INSTRUCTIONS FOR THE TASK >>
Can you turn the lines into a Markdown table with columns Row and Line, starting at the line that contains "Pick out the leafy" and ending at the line that contains "pixel 481 436", both included, with a row number for each line and any blank lines left out?

GIVEN INFORMATION >>
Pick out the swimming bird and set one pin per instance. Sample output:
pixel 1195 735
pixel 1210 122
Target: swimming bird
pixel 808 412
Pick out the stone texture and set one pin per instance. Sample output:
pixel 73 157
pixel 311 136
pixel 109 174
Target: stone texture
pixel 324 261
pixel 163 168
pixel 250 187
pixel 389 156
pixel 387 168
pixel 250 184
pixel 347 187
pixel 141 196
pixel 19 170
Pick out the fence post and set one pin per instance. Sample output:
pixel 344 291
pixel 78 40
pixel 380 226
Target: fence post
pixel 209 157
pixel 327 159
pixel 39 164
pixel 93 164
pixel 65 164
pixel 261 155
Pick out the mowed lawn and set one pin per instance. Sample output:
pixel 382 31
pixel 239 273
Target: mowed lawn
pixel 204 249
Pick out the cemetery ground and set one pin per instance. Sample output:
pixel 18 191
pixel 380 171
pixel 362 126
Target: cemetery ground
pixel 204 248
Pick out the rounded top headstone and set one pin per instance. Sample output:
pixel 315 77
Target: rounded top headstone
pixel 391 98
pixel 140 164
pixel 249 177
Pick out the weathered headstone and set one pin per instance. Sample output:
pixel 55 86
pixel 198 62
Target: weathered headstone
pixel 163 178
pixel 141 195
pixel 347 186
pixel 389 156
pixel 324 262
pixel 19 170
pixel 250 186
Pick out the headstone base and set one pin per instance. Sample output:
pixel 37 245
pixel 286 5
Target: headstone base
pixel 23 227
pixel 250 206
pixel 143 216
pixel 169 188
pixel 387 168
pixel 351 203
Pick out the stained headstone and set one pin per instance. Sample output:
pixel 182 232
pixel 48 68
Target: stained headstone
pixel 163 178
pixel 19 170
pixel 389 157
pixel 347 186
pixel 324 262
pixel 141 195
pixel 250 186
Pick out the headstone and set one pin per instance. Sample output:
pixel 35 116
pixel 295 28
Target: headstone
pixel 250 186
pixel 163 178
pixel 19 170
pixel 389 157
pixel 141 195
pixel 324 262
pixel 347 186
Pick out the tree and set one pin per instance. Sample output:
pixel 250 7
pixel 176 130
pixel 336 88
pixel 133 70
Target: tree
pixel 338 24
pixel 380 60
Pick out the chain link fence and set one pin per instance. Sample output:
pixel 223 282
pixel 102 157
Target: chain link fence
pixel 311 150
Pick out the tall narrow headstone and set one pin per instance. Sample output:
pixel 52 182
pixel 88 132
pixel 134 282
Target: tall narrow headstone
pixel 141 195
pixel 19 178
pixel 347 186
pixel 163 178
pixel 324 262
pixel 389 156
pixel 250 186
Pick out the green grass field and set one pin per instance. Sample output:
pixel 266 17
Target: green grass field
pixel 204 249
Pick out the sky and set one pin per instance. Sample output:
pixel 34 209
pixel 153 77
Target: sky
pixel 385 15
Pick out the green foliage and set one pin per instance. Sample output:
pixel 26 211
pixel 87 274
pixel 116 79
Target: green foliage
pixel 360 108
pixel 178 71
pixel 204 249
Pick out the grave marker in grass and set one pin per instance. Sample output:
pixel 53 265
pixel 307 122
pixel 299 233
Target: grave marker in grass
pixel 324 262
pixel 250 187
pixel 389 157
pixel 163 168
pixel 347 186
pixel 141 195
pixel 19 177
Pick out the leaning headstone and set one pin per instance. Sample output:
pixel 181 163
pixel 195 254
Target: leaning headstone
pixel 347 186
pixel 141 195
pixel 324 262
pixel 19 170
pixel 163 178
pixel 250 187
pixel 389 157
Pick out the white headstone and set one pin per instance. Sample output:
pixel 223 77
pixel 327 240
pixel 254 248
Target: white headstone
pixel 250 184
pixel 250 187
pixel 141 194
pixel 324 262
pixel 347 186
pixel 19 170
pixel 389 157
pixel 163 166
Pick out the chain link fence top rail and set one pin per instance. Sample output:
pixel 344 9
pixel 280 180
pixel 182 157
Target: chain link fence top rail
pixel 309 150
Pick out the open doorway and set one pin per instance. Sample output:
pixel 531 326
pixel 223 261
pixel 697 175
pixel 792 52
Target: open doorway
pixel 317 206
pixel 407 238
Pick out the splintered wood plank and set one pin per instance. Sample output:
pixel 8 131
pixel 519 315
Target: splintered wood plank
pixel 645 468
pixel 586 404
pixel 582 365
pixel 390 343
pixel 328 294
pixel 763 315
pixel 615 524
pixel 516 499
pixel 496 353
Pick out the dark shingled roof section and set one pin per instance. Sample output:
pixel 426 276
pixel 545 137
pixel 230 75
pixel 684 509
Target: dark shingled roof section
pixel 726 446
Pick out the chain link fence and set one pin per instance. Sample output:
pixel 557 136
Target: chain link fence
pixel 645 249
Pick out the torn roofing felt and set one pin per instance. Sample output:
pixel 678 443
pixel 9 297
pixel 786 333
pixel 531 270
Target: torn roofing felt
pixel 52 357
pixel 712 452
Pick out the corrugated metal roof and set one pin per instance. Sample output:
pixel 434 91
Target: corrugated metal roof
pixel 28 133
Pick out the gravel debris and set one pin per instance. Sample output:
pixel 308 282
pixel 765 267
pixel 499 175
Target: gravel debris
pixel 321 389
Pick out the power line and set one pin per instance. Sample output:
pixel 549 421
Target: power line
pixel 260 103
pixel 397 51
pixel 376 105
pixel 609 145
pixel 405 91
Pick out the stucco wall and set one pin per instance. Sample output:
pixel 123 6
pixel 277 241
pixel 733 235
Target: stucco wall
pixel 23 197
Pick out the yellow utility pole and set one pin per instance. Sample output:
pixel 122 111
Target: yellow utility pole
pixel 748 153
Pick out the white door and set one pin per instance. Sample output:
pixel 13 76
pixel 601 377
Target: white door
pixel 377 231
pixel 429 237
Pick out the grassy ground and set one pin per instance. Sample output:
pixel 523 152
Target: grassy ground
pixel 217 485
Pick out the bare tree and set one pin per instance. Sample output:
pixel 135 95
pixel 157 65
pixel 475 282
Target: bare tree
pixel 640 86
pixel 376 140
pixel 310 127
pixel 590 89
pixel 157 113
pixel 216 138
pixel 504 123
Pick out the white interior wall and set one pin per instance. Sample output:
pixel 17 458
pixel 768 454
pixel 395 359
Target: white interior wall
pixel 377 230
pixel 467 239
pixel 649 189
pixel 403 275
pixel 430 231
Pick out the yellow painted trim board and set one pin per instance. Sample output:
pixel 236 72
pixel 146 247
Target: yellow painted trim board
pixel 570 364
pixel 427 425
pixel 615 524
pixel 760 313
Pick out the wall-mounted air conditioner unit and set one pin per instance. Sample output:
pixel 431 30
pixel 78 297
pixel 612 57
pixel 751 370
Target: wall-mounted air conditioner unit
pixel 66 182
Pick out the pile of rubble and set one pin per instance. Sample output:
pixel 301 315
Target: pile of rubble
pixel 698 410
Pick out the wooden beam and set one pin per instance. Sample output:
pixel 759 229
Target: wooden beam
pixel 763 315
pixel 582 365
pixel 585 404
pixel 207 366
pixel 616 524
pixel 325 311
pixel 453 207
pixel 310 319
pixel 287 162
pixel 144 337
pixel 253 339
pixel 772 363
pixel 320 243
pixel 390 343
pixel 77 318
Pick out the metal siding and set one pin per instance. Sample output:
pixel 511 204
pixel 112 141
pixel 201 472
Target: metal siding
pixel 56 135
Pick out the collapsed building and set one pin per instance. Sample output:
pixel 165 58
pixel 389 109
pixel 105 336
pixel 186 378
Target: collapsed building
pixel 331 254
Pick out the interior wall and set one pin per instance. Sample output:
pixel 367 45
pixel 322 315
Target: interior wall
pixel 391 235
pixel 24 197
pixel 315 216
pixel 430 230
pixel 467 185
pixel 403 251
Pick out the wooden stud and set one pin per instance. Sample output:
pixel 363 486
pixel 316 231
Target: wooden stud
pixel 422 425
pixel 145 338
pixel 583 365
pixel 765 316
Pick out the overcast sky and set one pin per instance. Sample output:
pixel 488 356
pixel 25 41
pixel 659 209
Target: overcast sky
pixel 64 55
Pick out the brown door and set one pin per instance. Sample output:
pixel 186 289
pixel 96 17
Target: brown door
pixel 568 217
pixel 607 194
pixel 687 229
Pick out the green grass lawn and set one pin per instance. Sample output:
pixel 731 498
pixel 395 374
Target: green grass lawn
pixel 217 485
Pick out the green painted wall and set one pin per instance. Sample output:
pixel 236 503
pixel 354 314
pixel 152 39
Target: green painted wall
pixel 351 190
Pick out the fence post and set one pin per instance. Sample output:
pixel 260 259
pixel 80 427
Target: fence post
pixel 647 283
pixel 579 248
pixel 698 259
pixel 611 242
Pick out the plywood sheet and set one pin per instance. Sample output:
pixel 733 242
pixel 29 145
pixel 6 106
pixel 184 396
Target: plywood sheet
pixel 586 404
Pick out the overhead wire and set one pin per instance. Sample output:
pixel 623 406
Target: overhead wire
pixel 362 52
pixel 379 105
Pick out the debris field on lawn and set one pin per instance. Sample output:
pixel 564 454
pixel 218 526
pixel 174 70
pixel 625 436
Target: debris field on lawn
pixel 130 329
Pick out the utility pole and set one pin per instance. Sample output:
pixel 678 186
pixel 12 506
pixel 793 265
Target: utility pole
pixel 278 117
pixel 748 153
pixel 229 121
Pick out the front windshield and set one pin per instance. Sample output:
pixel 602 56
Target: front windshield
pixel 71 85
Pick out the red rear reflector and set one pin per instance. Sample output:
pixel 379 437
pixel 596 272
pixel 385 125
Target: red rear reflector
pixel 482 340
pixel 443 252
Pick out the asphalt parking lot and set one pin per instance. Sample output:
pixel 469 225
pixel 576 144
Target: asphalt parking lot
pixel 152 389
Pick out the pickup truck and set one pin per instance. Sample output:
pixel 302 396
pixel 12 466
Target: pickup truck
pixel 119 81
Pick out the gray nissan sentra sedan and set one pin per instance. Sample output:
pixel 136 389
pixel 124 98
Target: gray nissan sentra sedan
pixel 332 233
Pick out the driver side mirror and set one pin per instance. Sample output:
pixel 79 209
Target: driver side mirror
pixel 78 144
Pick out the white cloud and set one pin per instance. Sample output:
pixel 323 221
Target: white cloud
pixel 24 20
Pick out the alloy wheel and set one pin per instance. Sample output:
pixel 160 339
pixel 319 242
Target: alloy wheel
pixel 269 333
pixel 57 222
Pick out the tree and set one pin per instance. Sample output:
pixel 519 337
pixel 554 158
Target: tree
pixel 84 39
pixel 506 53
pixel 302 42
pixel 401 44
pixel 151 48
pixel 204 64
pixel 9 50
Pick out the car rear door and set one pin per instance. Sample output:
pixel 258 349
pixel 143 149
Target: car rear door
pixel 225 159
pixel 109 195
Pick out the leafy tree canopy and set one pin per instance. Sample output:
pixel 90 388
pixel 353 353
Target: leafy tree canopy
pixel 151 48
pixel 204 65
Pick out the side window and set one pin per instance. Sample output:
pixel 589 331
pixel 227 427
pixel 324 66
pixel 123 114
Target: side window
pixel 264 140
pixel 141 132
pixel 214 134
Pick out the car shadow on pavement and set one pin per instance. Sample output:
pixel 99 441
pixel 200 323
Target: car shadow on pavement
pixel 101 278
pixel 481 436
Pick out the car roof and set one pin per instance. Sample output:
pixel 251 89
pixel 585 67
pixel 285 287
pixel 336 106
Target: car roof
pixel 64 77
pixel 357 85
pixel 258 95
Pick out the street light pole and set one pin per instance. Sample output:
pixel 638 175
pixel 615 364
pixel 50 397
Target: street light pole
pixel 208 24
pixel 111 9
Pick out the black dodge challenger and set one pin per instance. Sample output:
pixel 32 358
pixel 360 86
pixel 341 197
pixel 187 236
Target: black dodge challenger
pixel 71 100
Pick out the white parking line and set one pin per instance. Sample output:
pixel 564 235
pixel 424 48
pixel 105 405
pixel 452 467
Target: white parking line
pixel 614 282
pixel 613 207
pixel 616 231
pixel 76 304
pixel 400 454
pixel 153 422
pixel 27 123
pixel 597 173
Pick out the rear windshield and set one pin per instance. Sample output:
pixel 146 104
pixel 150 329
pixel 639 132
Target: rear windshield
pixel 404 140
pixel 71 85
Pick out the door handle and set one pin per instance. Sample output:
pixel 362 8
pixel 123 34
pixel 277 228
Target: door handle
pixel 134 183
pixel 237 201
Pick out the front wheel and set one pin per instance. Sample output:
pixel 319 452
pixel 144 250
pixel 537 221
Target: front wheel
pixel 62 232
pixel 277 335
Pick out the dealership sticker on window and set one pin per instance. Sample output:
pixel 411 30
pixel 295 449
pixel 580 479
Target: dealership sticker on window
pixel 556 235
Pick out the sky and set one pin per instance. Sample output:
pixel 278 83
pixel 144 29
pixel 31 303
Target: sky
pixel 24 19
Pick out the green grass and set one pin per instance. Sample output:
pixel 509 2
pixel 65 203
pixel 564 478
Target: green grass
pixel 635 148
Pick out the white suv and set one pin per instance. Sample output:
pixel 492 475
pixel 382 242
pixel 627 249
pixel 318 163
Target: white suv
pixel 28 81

WRITTEN ANSWER >>
| Row | Line |
|---|---|
| 1 | Pick out the leafy tree canopy and set one pin per instance. Sample output: |
| 2 | pixel 90 388 |
| 3 | pixel 353 353 |
| 4 | Target: leafy tree canopy |
| 5 | pixel 151 48 |
| 6 | pixel 204 65 |
| 7 | Pick out the side window and set one pin per instance. Sample output: |
| 8 | pixel 589 331 |
| 9 | pixel 227 427 |
| 10 | pixel 324 66 |
| 11 | pixel 123 114 |
| 12 | Target: side window |
| 13 | pixel 264 140 |
| 14 | pixel 141 132 |
| 15 | pixel 214 134 |
| 16 | Pick out the car shadow on pavement and set one pin per instance. Sample output: |
| 17 | pixel 99 441 |
| 18 | pixel 200 323 |
| 19 | Target: car shadow on pavement |
| 20 | pixel 101 278 |
| 21 | pixel 481 436 |